On the basis of ensuring the accuracy, this paper focuses on the real-time problem, and proposes the object detection algorithm based on sparse approximation recursion and sparse coding migration. We take the continuous background video sequence as a series of subspace sets. On the basis of low rank and sparse matrix decomposition, the sparse approximation recursion is used to replace conventional updating about background model, so that the complexity and computation of the model will be reduced. Then the background subtraction is used to calculate the moving object. According to the idea of sparse coding migration, the target image video and background video are calculated in the down-sampling space, which further reduces the computational complexity, lowers the storage requirements, and overcomes the impact of abnormal areas. Through the above two improvements, the calculation of the background modeling can meet the real-time requirement of the system.

2. Related Work

2.1 Background Difference Modeling

Background difference method is developed on the basis of inter-frame difference, which effectively eliminates the problems of holes and false targets. First, a background model is established and compared with each frame image in the video continuously. The region similar to the background in the image is considered as the background, and the region that can not match is called the foreground. And then the background model is updated with the image information for the next detection. The flow chart is shown in Fig. 1.

Fig. 1. Background difference modeling

The specific processing contains pretreatment, background modeling, foreground detection and post-processing. Background modeling mainly includes initial background modeling, extracting feature points from the current frame, establishing association between feature matching and corresponding background, calculating conversion matrix between them, dividing foreground and background pixels, and updating background model. For moving camera, background modeling requires motion compensation for the uncertain relationship between the background model and the coordinates of the pixels caused by camera movement [11,12]. Recently, Zhou and Maskell applied background subtraction and motion compensation to solve the problem about object detection in urban video captured from aerial moving camera [13]. Despite the high complexity of the algorithm, it can still detect moving objects effectively in the case of large parallax in video sequences. Meanwhile, Gong et al. proposed background subtraction model based dictionary for camera object detection on moving vehicle, in which full-color information was used to detect object [14]. Background difference modeling has better performance for flat camera motion and specific PTZ situation, and it is widely used in real-time applications for its moderate complexity.

2.2 Sparse Representation and Dictionary Learning

The sparse representation of matrices can be divided into the sparsity of matrix elements and the sparsity of matrix singular values. Generally speaking, matrix sparse representation refers to the sparsity of matrix elements. The basic idea is to assume that natural signals can be compressed or expressed by predefined linear combinations of atoms.

§ EXERCISE: Rewrite the paragraph that begins "Background difference method is developed" in the object detection text above as a short list that keeps its main facts.

§ SUPPLIED ENTRIES:

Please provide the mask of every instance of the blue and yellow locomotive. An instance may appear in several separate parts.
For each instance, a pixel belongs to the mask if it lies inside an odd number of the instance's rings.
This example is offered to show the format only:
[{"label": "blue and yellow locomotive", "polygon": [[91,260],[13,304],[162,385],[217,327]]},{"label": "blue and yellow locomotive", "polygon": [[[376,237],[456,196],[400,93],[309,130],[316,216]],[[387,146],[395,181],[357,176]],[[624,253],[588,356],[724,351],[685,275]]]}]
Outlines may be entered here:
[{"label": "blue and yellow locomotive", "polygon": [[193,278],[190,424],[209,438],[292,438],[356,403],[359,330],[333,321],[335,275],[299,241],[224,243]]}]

--

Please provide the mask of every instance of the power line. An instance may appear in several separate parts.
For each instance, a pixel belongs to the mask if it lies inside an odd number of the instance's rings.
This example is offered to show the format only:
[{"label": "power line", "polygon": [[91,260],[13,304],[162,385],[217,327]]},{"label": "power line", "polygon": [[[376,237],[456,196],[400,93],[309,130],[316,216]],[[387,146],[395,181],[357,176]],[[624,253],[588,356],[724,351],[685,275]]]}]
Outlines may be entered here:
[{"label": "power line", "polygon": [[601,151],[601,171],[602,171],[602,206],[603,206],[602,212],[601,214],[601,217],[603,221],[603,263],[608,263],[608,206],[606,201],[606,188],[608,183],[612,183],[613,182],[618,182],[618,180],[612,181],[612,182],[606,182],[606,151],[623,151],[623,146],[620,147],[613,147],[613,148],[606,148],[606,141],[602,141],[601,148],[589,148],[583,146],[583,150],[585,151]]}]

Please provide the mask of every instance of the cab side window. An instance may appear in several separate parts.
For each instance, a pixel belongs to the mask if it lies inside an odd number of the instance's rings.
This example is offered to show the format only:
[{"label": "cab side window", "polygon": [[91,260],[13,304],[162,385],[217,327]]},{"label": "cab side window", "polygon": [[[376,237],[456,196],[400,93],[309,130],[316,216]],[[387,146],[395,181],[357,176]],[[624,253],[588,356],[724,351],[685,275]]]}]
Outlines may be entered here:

§ RESPONSE:
- The background difference method builds on inter-frame difference and removes the problems of holes and false targets.
- A background model is set up and compared with each video frame in turn.
- Image regions that resemble the background count as background, and regions that do not match count as foreground.
- The background model is then updated with the image information for the next detection.